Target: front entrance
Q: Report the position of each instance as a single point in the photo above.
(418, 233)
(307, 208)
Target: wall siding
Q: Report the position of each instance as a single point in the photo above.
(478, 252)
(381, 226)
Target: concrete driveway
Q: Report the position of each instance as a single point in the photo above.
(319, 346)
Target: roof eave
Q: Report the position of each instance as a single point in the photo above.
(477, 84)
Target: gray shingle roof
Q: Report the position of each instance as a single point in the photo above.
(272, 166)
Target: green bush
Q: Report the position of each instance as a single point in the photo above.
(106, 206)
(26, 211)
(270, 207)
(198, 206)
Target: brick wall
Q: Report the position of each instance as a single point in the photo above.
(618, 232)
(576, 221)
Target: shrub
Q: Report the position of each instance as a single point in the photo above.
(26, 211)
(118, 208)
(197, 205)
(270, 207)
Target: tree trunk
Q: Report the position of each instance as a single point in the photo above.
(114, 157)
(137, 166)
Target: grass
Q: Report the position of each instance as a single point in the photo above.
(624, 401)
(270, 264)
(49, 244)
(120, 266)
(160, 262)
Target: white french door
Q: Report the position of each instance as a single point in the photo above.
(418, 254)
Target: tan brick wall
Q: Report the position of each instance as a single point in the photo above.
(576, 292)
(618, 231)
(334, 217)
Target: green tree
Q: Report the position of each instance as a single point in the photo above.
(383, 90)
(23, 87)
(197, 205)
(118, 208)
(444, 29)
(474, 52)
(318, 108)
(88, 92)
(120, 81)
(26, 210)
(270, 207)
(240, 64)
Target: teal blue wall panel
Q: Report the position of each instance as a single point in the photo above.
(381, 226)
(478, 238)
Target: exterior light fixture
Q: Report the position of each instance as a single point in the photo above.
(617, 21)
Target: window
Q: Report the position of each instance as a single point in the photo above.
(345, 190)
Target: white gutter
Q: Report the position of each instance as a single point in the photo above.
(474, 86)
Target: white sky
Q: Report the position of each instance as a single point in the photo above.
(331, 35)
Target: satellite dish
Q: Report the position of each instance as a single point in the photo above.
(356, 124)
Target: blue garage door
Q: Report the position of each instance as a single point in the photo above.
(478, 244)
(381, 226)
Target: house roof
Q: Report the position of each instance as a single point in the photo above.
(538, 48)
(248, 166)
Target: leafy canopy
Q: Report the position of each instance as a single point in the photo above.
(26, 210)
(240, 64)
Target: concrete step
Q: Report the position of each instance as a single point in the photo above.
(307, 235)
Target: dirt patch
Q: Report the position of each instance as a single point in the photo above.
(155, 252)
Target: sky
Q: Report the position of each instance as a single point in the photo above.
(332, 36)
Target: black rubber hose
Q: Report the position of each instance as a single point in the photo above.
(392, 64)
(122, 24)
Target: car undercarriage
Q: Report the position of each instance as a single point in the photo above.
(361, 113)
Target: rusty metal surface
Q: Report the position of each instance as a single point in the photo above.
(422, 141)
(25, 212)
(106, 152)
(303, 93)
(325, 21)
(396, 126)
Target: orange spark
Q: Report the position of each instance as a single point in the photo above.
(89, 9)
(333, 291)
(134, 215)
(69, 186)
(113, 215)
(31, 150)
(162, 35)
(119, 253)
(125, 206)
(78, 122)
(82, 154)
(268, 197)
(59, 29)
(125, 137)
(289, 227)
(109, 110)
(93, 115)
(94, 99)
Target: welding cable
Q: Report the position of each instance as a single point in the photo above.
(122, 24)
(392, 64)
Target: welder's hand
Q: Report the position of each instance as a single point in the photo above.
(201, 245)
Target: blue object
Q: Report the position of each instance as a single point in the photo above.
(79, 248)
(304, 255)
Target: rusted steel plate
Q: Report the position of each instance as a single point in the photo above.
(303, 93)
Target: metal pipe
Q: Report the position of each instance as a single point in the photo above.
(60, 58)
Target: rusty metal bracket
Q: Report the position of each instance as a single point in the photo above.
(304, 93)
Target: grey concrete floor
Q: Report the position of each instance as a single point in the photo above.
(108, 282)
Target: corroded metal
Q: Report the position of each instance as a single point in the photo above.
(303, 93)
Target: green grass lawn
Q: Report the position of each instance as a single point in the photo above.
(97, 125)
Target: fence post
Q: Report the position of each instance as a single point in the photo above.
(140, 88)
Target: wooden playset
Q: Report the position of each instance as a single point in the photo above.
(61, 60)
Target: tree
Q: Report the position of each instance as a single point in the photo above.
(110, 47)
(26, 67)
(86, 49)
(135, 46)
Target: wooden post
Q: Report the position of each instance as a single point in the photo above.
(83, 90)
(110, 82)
_ _ _
Required work ::
Above are some records; extract every one of them exactly.

Exercise output ::
Target: front entrance
Q: Report the position of each instance as a single point in the photo above.
(418, 233)
(307, 208)
Target: wall siding
Q: Report the position of each instance as a single point in the photo above.
(478, 252)
(381, 226)
Target: concrete driveway
Q: Report the position of each instance as a single point in the photo above.
(319, 346)
Target: roof eave
Q: Report the position of each instance as a single point in the photo above.
(477, 84)
Target: gray shingle roof
Q: Report the position of each instance as a single point in the photo above.
(272, 166)
Target: green bush
Q: Report the position of each instance as a single point in the photo above.
(106, 206)
(26, 211)
(270, 207)
(198, 206)
Target: brick wall
Q: Report the position of each instance as a single point in the photo above.
(618, 232)
(576, 221)
Target: shrub
Q: Report the position of each instance as a single point in the photo above.
(26, 211)
(118, 208)
(197, 205)
(270, 207)
Target: tree trunk
Q: Report the position of each instance as a single point in the photo above.
(114, 157)
(137, 166)
Target: grass
Q: Report the position of each instance as a single point in the photo above.
(624, 401)
(270, 264)
(49, 244)
(120, 266)
(160, 262)
Target: white french door
Q: Report the position of each instance as a single point in the photo above.
(418, 254)
Target: tan brick wall
Q: Report the position of each instance as a single point in the photo above.
(576, 292)
(618, 231)
(334, 217)
Target: green tree
Q: Report the position of each instance as a single point in the photo above.
(383, 90)
(23, 87)
(197, 205)
(118, 208)
(444, 29)
(474, 52)
(318, 108)
(88, 92)
(120, 81)
(26, 210)
(270, 207)
(240, 64)
Target: teal blue wall panel
Q: Report the position of each instance as a single point in the photo above.
(381, 226)
(478, 238)
Target: exterior light fixture
Q: Report the position of each instance as a single point in the photo above.
(617, 21)
Target: window
Q: Report the position of each instance as a single point in the photo above.
(345, 190)
Target: white gutter
Q: Report the position of each instance as a single point in the photo above.
(474, 86)
Target: white sky
Q: Report the position of each instance as a single point in the photo above.
(331, 35)
Target: satellite dish
Q: Report the position of each instance as a single point in the photo above.
(356, 124)
Target: blue garage door
Q: Report the position of each instance as a single point in the photo above.
(478, 244)
(381, 226)
Target: house roof
Q: Report the position of each instance as a single point in the photo above.
(538, 48)
(248, 166)
Target: leafy canopy
Q: Report the position of each instance as a single point in the photo above.
(26, 210)
(240, 64)
Target: concrete step
Q: Report the position of each instance as a single point in the photo above.
(307, 235)
Target: dirt patch
Q: Report the position of each instance as a single point in the photo above.
(155, 252)
Target: sky
Q: Report the position of each instance as a single point in the photo above.
(332, 36)
Target: black rubber hose
Q: Report the position of each instance as a single point in the photo above.
(392, 64)
(122, 24)
Target: car undercarriage
Q: Report the position of each instance as a single point in the photo above.
(361, 113)
Target: rusty metal surface
Q: Report the position of each instance as a single point in the photo above.
(422, 141)
(25, 212)
(106, 152)
(303, 93)
(325, 21)
(396, 126)
Target: orange spark
Q: Report the position of each instance as a single point in the photo above.
(89, 9)
(333, 291)
(134, 215)
(69, 186)
(113, 215)
(31, 150)
(162, 35)
(119, 253)
(125, 206)
(78, 122)
(82, 154)
(268, 197)
(59, 29)
(125, 137)
(289, 227)
(109, 110)
(93, 115)
(94, 99)
Target: welding cable
Q: Report the position of each instance as a single point in the photo above.
(122, 24)
(392, 64)
Target: welder's hand
Q: Report the position of each instance as a single point in the photo above.
(201, 245)
Target: blue object
Q: Report the position of each instance as a single point in the photo above.
(79, 248)
(304, 255)
Target: rusted steel plate
Q: Report the position of each instance as a single point in the photo above.
(303, 93)
Target: metal pipe
Q: Report the position of each instance as a single point in the photo above.
(60, 58)
Target: rusty metal bracket
Q: Report the position of each instance as a single point in the photo above.
(304, 93)
Target: grey concrete floor
Q: Report the position of each instance as a single point in the photo above.
(108, 282)
Target: corroded metal
Q: Report the position of each instance as a single point in the photo above.
(303, 93)
Target: green grass lawn
Q: Report the position of each instance as a single point in the photo above.
(97, 125)
Target: fence post
Q: Report the position of each instance as a single point in the photo above.
(140, 88)
Target: wooden playset
Q: Report the position of each instance as a single point in the photo above.
(61, 60)
Target: tree
Q: Report the position of each instance as a single point in the photo above.
(110, 47)
(26, 67)
(86, 49)
(135, 46)
Target: wooden post
Q: Report the position of each instance as a single point in the photo above.
(83, 90)
(110, 82)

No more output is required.